**TASK PROMPT**
Return the data given below exactly as it appears.

Records excerpted from a collection
______

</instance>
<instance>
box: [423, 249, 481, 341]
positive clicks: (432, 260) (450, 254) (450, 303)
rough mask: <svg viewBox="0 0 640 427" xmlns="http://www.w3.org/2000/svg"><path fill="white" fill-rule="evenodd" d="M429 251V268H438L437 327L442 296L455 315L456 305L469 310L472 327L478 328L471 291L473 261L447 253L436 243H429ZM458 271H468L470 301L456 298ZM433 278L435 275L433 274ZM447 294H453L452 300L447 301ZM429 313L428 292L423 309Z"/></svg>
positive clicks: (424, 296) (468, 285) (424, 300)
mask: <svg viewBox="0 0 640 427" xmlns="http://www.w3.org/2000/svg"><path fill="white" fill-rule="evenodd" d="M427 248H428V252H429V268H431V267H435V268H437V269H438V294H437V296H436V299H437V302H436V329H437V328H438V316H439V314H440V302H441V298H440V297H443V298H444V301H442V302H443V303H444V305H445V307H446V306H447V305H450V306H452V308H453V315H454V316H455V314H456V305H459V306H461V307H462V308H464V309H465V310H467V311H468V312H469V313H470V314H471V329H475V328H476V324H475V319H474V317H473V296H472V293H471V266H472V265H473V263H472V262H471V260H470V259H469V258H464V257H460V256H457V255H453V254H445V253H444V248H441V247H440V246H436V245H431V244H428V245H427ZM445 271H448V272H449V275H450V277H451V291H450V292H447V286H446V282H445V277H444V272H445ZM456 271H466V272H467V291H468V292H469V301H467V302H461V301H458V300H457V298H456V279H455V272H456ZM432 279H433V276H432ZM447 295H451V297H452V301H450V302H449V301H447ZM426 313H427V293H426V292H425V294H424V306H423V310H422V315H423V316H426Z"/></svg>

______

**SOLUTION TO THIS PROBLEM**
</instance>
<instance>
box: [423, 249, 481, 341]
positive clicks: (432, 260) (450, 254) (450, 303)
rough mask: <svg viewBox="0 0 640 427" xmlns="http://www.w3.org/2000/svg"><path fill="white" fill-rule="evenodd" d="M429 251V268H438L437 327L442 296L455 315L456 305L469 310L472 327L478 328L471 291L473 261L447 253L436 243H429ZM458 271H468L470 301L456 298ZM433 278L435 275L433 274ZM447 294H453L452 300L447 301ZM429 313L428 292L423 309Z"/></svg>
positive clicks: (424, 296) (468, 285) (424, 300)
mask: <svg viewBox="0 0 640 427" xmlns="http://www.w3.org/2000/svg"><path fill="white" fill-rule="evenodd" d="M427 248H428V252H429V268H431V267H435V268H437V269H438V294H437V296H436V299H437V302H436V329H437V328H438V316H439V314H440V302H441V298H440V297H443V298H444V301H442V302H443V303H444V305H445V307H446V306H447V305H450V306H452V308H453V315H454V316H455V314H456V305H459V306H461V307H462V308H464V309H465V310H467V311H468V312H469V313H470V314H471V329H475V328H476V324H475V319H474V317H473V296H472V293H471V266H472V265H473V263H472V262H471V260H470V259H469V258H464V257H460V256H457V255H453V254H445V253H444V248H441V247H440V246H436V245H431V244H428V245H427ZM445 271H448V272H449V275H450V277H451V291H450V292H447V286H446V282H445V277H444V272H445ZM456 271H466V272H467V291H468V292H469V301H467V302H461V301H458V300H457V298H456V279H455V272H456ZM432 279H433V276H432ZM447 295H451V297H452V301H450V302H449V301H447ZM426 313H427V293H426V292H425V294H424V306H423V310H422V315H423V316H426Z"/></svg>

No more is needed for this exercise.